**DATA PROVIDED:**
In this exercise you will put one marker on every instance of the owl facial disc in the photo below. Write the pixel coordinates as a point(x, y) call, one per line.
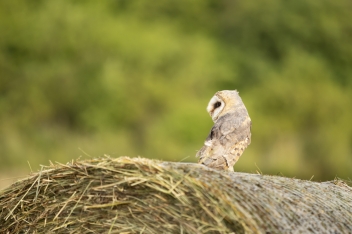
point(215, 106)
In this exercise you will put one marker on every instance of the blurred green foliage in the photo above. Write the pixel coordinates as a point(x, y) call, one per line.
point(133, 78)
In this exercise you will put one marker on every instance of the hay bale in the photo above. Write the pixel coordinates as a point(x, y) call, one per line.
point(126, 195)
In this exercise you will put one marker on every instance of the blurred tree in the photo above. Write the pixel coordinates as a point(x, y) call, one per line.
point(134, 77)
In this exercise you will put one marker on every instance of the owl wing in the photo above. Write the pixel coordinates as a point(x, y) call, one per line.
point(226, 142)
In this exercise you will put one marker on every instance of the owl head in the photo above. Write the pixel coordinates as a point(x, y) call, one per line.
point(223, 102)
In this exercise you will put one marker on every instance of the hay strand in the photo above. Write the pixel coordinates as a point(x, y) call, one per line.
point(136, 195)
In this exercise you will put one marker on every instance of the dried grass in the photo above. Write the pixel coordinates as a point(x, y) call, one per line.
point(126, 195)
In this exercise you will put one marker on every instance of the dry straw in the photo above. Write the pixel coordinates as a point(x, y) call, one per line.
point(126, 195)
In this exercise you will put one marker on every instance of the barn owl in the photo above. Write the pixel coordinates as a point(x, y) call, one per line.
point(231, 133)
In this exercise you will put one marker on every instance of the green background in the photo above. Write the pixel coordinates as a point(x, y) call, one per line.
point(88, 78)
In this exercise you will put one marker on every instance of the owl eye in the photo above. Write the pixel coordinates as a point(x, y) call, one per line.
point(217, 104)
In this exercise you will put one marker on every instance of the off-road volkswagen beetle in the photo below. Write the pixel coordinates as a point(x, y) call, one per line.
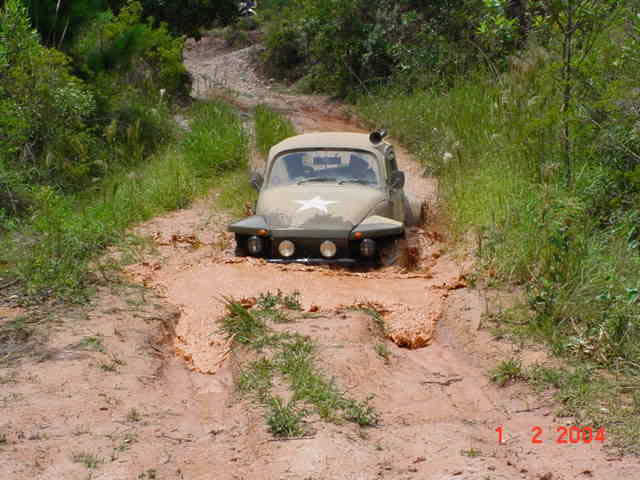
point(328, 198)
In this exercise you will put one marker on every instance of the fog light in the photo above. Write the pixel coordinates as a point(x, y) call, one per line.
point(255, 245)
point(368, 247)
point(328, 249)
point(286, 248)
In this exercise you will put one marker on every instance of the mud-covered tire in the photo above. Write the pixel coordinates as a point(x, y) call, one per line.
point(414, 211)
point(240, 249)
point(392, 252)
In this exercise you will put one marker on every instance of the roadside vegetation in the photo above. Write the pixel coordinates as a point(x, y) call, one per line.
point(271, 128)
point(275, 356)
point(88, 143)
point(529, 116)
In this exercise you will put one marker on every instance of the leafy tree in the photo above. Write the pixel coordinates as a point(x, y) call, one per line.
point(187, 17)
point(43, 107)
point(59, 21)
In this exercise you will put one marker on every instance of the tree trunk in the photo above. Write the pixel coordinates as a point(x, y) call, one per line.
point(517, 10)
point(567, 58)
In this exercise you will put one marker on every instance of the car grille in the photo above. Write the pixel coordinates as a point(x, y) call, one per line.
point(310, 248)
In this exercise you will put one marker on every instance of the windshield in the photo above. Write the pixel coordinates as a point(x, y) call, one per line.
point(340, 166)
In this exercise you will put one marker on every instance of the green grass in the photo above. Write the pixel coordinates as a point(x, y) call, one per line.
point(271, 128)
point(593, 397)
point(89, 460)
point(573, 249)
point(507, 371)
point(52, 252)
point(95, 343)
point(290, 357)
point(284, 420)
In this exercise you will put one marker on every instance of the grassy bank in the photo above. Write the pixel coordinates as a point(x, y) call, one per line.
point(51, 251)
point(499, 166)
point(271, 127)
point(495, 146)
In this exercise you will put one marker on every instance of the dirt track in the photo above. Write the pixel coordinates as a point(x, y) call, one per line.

...

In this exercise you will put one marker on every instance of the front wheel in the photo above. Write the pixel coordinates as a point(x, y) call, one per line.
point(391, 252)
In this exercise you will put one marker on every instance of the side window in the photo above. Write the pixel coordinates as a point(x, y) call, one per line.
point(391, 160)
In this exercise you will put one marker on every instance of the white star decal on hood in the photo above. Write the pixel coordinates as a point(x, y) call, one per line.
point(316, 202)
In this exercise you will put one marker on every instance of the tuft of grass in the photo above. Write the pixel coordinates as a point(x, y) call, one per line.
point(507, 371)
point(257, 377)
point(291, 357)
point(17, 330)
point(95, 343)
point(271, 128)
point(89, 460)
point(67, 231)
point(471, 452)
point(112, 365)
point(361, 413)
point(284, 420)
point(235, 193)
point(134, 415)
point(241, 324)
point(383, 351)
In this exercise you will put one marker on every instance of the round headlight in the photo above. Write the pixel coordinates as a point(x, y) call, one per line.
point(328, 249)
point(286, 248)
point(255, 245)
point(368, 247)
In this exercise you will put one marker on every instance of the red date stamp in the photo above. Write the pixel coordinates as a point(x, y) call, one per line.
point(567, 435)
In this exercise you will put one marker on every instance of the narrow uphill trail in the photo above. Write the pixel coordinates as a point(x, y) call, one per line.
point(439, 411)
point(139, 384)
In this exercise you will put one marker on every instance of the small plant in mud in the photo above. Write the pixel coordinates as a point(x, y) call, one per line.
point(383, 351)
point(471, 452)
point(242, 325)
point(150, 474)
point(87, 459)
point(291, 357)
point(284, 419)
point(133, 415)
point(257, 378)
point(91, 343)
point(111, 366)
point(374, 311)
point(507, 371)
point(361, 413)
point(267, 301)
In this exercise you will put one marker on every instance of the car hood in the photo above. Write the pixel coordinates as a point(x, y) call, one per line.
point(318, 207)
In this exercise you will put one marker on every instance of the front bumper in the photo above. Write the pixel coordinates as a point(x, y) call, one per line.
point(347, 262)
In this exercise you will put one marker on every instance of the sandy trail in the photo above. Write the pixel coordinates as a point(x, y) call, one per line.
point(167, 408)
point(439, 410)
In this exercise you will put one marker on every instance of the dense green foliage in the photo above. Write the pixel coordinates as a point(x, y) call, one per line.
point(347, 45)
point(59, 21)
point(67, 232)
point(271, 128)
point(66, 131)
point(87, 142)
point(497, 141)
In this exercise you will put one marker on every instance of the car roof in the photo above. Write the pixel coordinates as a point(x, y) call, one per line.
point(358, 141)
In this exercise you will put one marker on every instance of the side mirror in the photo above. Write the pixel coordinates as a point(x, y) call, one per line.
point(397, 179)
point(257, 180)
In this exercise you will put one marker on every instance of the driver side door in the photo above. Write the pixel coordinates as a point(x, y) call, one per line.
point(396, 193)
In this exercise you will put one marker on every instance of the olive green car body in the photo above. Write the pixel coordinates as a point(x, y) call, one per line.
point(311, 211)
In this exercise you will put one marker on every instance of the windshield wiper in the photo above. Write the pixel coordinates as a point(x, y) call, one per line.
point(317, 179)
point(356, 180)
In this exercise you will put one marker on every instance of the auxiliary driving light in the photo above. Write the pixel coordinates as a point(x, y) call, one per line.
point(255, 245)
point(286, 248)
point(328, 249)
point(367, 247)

**WHAT IS EXPECTED:** Reproduce the stretch of the records above from the line containing "of the leafy" through the line containing "point(567, 58)", including both of those lines.

**OUTPUT:**
In this exercise you will put one marker on every instance of the leafy tree in the photo above. Write the pixel coordinates as a point(x, y) call, one per line.
point(187, 17)
point(43, 107)
point(59, 21)
In this exercise you will put one marker on every instance of the tree trunk in the photo above. Write the pixel coordinates as a point(x, y) call, one per line.
point(517, 10)
point(567, 58)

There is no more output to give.